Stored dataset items
= = = = = = =
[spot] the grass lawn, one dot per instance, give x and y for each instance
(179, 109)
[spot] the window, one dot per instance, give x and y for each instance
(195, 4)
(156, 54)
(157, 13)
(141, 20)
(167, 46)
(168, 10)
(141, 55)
= = = = = = =
Quote each line above in full, word for word.

== Response below ==
[spot] the grass lawn, one dot per instance, give x and y for each instance
(179, 109)
[spot] the window, one dot per instance, give x and y for each instance
(195, 4)
(156, 54)
(157, 13)
(141, 20)
(167, 46)
(168, 10)
(141, 55)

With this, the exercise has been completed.